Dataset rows
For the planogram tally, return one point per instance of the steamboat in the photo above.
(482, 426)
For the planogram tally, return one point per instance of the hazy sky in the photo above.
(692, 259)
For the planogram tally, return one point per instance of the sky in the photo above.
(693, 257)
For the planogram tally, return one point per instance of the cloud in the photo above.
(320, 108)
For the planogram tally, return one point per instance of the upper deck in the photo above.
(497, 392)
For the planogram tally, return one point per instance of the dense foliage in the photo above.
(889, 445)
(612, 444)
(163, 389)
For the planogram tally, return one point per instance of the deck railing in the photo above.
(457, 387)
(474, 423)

==

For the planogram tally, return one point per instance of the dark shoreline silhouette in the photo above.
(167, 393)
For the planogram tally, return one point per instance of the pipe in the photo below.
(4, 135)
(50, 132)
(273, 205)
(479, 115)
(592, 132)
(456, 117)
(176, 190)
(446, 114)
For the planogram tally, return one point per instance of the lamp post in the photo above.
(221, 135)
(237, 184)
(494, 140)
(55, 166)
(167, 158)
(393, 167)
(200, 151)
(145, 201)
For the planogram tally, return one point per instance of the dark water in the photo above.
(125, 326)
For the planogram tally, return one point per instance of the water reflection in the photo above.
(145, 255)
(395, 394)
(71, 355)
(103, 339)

TASK STATEMENT:
How many lines of the material above contain the word "dark"? Reply with the number alone.

OUTPUT FOR THIS TASK:
2